Work to do = Rewrite all of the records below, replacing every "one marker per instance" with "one point for each instance" and leaving everything else unchanged.

(Location identification records)
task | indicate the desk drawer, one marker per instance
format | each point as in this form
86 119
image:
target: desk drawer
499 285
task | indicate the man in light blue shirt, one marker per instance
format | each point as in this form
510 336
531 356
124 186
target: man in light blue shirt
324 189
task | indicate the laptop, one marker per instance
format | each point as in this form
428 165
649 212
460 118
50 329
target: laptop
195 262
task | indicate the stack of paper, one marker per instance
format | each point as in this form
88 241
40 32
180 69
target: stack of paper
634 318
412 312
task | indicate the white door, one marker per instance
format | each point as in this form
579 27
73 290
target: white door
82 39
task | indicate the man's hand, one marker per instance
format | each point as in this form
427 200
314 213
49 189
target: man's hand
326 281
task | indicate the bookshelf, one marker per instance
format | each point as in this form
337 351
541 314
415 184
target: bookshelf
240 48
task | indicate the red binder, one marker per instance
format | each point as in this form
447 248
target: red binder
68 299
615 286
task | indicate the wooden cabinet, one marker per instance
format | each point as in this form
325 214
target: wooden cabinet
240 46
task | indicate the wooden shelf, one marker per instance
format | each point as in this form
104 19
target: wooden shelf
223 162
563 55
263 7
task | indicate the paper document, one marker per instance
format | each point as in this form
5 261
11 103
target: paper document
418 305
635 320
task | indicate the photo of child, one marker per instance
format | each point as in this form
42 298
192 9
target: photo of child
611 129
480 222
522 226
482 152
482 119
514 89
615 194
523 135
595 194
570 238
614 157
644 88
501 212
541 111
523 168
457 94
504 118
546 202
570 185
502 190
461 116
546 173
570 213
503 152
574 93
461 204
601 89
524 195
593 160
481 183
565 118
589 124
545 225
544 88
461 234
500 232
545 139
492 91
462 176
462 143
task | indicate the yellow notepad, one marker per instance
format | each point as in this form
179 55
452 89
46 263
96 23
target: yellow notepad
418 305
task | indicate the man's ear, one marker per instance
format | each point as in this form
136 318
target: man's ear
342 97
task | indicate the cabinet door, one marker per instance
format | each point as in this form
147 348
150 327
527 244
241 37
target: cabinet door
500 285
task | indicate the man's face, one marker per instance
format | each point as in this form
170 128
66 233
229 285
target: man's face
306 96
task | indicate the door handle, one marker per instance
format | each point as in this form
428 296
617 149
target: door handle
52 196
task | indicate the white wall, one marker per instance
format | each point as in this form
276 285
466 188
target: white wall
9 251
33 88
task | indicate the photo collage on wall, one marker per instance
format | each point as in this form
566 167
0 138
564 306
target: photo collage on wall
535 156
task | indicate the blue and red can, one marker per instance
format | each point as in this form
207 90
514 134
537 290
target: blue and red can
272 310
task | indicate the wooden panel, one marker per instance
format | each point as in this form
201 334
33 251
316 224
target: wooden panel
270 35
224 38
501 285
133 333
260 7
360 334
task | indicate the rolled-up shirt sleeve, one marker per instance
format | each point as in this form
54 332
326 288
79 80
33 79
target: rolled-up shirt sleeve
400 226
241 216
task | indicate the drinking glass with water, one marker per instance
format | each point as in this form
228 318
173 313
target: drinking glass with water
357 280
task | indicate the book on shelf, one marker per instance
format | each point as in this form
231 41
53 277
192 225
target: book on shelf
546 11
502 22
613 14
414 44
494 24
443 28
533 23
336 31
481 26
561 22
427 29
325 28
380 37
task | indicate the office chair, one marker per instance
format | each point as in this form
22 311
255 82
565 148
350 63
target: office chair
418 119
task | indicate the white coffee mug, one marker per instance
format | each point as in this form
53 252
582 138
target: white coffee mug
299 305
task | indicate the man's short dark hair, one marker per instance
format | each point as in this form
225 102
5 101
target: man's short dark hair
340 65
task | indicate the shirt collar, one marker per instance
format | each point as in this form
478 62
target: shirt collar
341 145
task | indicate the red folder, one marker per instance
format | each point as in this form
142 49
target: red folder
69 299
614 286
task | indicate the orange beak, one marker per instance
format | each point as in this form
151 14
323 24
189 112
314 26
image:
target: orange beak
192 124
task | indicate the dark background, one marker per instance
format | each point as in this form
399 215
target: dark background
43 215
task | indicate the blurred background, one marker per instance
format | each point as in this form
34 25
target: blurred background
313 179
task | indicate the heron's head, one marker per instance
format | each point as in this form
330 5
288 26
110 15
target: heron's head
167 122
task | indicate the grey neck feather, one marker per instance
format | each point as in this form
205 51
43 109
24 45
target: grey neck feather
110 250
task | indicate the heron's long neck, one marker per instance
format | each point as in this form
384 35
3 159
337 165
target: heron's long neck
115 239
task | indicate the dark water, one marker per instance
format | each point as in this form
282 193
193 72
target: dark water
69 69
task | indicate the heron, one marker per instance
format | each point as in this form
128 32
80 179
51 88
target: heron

Result of the exercise =
task | indicate the desk drawer, one point for each instance
format | each point as in this form
86 119
image:
target: desk drawer
499 285
task | indicate the man in light blue shirt, one point for each instance
format | each point as in this form
510 336
531 356
124 186
target: man in light blue shirt
324 189
task | indicate the laptop, one point for each instance
format | each point as in this form
428 165
649 212
460 118
50 329
target: laptop
195 262
task | indicate the stack of paper, one point for each instance
format | each point as in this form
88 241
40 32
180 69
target: stack of paper
634 318
412 312
task | indicate the white door, one point for each instance
format | each point as in this form
579 27
73 290
target: white door
82 39
task | indicate the man's hand, one point for each instance
format | each point as in this form
427 200
314 213
49 189
target: man's hand
326 281
task | indicate the bookshelf, one point for each instance
format | each point as in this form
337 351
541 314
415 184
target: bookshelf
240 48
task | indicate the red binder, one point for each instance
format | each point as in this form
447 248
target: red binder
68 299
615 286
task | indicate the wooden cabinet, one point for each instance
format | each point as in this form
325 214
target: wooden cabinet
240 46
task | indicate the wooden shelf, one point for each instance
format | each point as in this form
104 19
target: wooden shelf
223 162
563 55
263 7
task | indicate the paper document, one point for each instance
format | each point as in this form
5 261
11 103
target: paper document
418 305
635 320
task | indicate the photo of child, one point for each instance
format | each point as in this form
42 298
192 9
target: photo of child
611 129
480 222
522 226
482 152
482 119
514 89
615 194
523 135
595 194
570 238
614 157
644 88
501 212
541 111
523 168
457 94
504 118
546 202
570 185
502 190
461 116
546 173
570 213
503 152
574 93
461 204
601 89
524 195
593 160
481 183
565 118
589 124
545 225
544 88
461 234
500 232
545 139
492 91
462 176
462 143
task | indicate the yellow notepad, one point for each instance
format | each point as in this form
179 55
452 89
46 263
96 23
target: yellow notepad
418 305
task | indicate the man's ear, one point for each instance
format | each point as in this form
136 318
target: man's ear
342 97
task | indicate the cabinet door, one point for each instance
format | each point as in this form
147 348
150 327
527 244
241 37
target: cabinet door
500 285
task | indicate the man's face, one point for each instance
format | each point as in this form
170 128
66 233
229 285
target: man's face
306 96
task | indicate the door handle, one point for each instance
format | each point as in this form
428 296
617 149
target: door handle
52 196
task | indicate the white wall, one point for each instance
format | each point as in this form
276 285
466 188
target: white wall
9 251
33 88
task | indicate the photo collage on wall, one point for each instance
format | each point as in this form
566 167
0 138
564 306
target: photo collage on wall
535 156
task | indicate the blue and red can, one point for each instance
format | each point as in this form
207 90
514 134
537 290
target: blue and red can
272 310
task | indicate the wooden panel, one point for each instance
format | each point as in this form
201 334
33 251
316 224
target: wooden panel
270 35
224 38
501 285
133 333
260 7
360 334
task | indicate the rolled-up shirt sleeve, one point for each instance
format | each point as in this form
54 332
326 288
79 80
33 79
target: rolled-up shirt sleeve
400 226
241 216
task | indicate the drinking glass with water, one point for each instance
format | each point as in this form
228 318
173 313
target: drinking glass with water
357 280
task | indicate the book on shelf, one point for each instance
format | each point as in this form
231 41
53 277
192 225
target: book on shelf
546 11
502 22
613 14
414 44
494 24
443 28
533 23
336 31
481 26
561 22
427 29
325 28
380 37
task | indicate the office chair, one point for each instance
format | each point as in this form
22 311
255 82
565 148
350 63
target: office chair
418 119
task | indicate the white coffee mug, one point for each instance
format | each point as in this form
53 252
582 138
target: white coffee mug
299 305
task | indicate the man's short dark hair, one point for each instance
format | each point as in this form
225 102
5 101
target: man's short dark hair
340 65
task | indicate the shirt collar, one point for each instance
format | each point as in this form
478 62
target: shirt collar
341 145
task | indicate the red folder, one point for each instance
format | each point as in this form
142 49
target: red folder
69 299
614 286
task | indicate the orange beak, one point for each instance
format | each point as in this form
151 14
323 24
189 112
314 26
image:
target: orange beak
192 124
task | indicate the dark background, one point for each instance
format | each point as in this form
399 215
target: dark background
43 215
task | indicate the blurred background, one point for each instance
format | each point as in this form
34 25
target: blurred background
313 179
task | indicate the heron's head, one point for each instance
format | each point as in this form
330 5
288 26
110 15
target: heron's head
167 122
task | indicate the grey neck feather, one point for each instance
format | each point as in this form
205 51
43 109
24 45
target: grey neck feather
110 250
task | indicate the heron's long neck, one point for each instance
format | each point as in this form
384 35
3 159
337 165
target: heron's long neck
115 239
task | indicate the dark water, one point for each instance
format | each point as in this form
282 193
193 72
target: dark water
69 69
task | indicate the heron, one point for each instance
format | each point as in this form
128 32
80 179
51 88
target: heron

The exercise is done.